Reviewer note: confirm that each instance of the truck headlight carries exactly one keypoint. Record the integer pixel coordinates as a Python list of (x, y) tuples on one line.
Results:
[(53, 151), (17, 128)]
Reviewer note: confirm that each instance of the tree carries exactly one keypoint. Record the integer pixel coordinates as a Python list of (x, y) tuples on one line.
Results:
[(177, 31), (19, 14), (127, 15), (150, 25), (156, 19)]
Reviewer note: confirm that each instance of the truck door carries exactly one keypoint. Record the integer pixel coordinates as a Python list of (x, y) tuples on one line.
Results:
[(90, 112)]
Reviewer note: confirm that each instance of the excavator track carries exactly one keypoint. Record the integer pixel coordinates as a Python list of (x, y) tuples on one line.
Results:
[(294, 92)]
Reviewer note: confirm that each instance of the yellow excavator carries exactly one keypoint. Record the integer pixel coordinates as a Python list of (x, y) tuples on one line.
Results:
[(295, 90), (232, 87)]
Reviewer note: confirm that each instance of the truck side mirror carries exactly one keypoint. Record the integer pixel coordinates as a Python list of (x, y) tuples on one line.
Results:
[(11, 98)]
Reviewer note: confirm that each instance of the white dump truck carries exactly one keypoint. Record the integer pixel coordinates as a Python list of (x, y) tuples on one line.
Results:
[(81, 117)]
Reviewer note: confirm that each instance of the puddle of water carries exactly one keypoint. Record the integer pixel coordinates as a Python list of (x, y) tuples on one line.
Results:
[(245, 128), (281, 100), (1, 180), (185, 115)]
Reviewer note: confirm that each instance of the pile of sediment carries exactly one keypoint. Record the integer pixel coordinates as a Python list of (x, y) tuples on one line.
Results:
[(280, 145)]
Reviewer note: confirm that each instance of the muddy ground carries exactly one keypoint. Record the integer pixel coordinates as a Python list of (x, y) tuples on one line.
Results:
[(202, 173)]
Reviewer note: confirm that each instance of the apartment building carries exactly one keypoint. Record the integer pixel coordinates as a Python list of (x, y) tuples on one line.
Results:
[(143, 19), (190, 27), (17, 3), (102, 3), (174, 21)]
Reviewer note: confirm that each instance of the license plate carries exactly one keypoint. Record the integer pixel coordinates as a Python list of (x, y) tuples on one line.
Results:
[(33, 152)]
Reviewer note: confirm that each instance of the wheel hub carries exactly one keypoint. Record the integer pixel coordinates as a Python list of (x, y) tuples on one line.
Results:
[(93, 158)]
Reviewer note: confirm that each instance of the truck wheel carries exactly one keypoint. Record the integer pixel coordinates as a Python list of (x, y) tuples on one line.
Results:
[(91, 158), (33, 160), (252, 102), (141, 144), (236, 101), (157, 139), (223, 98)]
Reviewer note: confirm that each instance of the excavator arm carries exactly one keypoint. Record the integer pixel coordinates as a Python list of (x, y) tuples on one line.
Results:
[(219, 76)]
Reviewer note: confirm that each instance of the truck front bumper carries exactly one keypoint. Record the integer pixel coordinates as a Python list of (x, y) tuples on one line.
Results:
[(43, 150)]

◆ ◆ ◆ ◆

In the entries, begin at the line that contains "Reviewer note: confirm that each instance of the puddle" and stop after the line that contains "[(245, 128), (281, 100), (1, 180), (185, 115)]". Rewrite only those lines, swapping "puddle of water" for "pool of water" and keeping everything else as it is.

» **FINAL RESULT**:
Reviewer note: confirm that each instance of the pool of water carries exactly one keypoint. Record the integer pixel coordinates as a Python list of (x, y) tuples on one line.
Results:
[(245, 128), (281, 100), (1, 180), (185, 115)]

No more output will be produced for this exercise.